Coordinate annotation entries
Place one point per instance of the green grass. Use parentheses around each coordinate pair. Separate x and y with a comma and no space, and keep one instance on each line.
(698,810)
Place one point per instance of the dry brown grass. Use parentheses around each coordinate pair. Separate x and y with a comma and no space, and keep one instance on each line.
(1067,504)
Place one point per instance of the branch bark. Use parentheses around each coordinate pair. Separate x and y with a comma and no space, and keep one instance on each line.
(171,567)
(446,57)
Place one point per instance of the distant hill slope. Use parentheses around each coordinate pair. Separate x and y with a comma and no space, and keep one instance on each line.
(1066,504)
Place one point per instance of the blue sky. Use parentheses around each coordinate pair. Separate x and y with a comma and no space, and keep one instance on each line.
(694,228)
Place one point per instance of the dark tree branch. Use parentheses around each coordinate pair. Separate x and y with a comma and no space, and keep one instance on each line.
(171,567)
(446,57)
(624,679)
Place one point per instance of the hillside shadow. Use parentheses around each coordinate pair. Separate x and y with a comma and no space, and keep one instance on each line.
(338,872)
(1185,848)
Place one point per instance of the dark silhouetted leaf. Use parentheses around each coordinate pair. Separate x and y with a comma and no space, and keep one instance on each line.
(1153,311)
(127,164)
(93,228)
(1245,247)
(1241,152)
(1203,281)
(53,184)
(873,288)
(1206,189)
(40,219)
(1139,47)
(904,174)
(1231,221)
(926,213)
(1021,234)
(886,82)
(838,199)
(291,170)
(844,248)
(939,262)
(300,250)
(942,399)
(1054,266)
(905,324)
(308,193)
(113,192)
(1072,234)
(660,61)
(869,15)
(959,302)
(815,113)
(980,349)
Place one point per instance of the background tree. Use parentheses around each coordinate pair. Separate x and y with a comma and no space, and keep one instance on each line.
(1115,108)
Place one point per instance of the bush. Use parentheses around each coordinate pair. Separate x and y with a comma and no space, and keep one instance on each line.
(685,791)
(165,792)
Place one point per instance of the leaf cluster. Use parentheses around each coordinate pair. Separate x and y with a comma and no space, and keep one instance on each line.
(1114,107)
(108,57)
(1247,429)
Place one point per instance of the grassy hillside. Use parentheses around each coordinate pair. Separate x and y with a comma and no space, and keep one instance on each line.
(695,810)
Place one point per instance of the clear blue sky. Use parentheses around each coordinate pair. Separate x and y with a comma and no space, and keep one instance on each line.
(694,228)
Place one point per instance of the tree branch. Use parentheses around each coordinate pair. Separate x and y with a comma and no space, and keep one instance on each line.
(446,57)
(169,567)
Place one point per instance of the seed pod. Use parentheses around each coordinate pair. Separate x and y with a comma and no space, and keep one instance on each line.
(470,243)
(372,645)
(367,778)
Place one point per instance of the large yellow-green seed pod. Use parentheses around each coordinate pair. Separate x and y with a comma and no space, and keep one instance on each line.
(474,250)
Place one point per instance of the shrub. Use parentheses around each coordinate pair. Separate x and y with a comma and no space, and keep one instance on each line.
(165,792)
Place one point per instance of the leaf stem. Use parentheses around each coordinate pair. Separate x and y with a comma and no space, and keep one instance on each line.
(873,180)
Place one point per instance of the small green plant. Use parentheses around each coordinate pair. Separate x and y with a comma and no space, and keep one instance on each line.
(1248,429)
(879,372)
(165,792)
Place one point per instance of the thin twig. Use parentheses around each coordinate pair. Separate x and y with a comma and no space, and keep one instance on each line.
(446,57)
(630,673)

* * *

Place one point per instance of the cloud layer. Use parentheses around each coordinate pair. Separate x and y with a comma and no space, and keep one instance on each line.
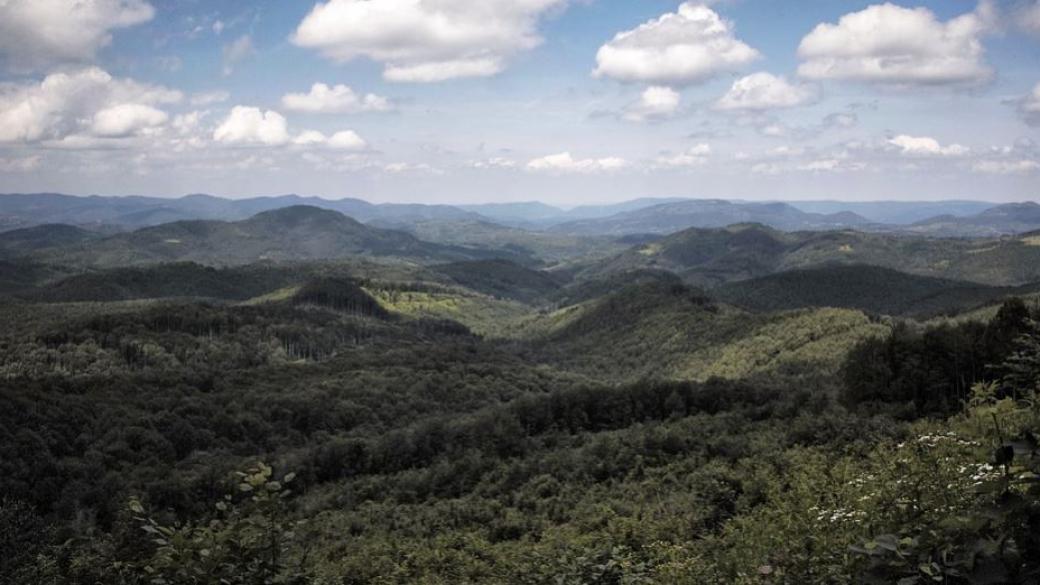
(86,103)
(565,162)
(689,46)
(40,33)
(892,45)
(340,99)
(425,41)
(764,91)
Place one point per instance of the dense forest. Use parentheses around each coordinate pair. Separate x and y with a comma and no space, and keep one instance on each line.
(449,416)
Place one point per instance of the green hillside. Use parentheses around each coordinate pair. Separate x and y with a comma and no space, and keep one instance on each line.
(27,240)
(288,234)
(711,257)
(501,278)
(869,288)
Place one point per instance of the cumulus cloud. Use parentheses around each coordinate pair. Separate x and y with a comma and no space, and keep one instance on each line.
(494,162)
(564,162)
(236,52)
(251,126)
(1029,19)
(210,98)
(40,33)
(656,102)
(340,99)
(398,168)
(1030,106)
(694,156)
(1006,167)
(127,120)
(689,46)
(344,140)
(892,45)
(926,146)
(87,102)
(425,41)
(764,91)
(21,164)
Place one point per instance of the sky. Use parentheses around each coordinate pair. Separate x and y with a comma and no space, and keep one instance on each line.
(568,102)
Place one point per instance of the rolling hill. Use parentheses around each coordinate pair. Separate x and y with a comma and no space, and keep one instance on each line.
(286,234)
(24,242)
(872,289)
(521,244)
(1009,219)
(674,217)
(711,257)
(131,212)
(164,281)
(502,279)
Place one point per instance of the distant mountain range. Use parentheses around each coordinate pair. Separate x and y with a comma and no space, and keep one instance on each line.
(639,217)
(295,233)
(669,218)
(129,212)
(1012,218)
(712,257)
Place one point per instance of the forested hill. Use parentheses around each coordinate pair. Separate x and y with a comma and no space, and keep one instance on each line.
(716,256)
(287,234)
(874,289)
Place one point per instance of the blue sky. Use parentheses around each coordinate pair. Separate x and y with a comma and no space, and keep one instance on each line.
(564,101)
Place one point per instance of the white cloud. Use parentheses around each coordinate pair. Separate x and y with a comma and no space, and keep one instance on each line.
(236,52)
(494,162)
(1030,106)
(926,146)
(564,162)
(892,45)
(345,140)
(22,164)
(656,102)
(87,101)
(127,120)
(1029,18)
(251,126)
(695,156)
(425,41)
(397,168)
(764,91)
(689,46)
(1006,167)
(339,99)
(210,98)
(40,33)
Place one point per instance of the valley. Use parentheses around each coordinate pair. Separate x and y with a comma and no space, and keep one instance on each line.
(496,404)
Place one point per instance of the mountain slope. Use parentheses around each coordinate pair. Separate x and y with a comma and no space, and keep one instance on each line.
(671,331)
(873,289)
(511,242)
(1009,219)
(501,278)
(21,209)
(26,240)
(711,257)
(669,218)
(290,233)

* * *

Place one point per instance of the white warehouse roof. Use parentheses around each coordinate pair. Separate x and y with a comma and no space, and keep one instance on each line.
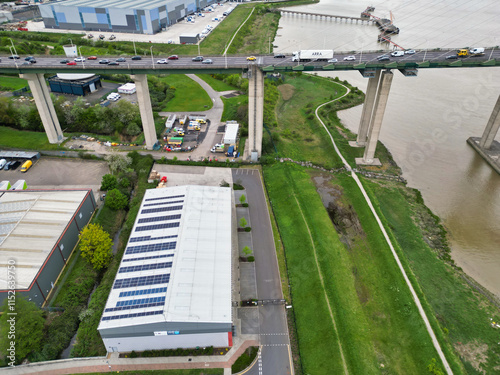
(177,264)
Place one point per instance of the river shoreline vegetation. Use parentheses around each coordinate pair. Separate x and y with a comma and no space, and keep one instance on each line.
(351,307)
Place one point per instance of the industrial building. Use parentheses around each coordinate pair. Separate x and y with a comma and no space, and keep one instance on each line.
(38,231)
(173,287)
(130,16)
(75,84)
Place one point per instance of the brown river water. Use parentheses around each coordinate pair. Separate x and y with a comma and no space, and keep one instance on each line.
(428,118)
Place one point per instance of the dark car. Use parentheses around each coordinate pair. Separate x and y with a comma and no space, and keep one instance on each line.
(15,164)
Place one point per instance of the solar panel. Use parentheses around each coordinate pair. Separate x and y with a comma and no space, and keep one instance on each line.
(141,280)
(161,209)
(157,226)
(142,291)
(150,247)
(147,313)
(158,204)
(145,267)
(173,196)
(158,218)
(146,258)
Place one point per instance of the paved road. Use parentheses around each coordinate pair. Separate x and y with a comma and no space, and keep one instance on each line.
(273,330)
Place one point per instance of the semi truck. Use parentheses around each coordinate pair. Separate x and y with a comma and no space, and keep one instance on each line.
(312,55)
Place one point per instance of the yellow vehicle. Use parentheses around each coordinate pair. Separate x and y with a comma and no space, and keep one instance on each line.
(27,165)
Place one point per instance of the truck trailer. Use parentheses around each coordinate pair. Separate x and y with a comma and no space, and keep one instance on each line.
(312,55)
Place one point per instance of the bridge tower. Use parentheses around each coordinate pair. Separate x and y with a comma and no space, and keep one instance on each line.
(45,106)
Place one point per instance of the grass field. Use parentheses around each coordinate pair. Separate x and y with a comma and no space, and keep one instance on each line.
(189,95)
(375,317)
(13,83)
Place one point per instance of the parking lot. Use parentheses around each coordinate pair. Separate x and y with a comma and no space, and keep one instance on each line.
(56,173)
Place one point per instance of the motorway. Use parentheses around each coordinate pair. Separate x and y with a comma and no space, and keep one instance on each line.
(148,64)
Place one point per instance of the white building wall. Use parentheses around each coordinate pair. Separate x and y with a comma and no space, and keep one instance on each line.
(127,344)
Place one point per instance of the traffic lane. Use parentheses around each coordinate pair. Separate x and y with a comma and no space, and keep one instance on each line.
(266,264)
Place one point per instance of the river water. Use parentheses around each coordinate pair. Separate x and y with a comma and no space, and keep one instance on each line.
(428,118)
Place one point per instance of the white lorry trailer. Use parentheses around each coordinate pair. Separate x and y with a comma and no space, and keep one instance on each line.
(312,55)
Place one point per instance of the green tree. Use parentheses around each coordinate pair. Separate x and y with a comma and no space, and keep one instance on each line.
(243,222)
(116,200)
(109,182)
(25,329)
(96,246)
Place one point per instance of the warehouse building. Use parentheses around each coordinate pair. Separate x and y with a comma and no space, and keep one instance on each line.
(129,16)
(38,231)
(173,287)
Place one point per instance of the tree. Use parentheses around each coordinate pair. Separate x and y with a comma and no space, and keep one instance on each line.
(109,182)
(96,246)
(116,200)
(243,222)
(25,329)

- **Description of the task**
From the records above, extract every line that contains the string "dark" and reproduce each one in full.

- **Result of this exercise**
Place one point per instance of the dark tree branch. Use parentheses around each coordinate pair. Separate x and y with a comma and no space, and keep one instance on each line.
Place one point per instance of the dark silhouetted leaf. Use parentheses around each coordinate pair. Separate x and y with a comma and no space, and keep one instance on each line.
Place one point per instance of the dark car. Use parentheses around each coordinate pair. Separate x and y with a comma and no space, and keep one instance on each line.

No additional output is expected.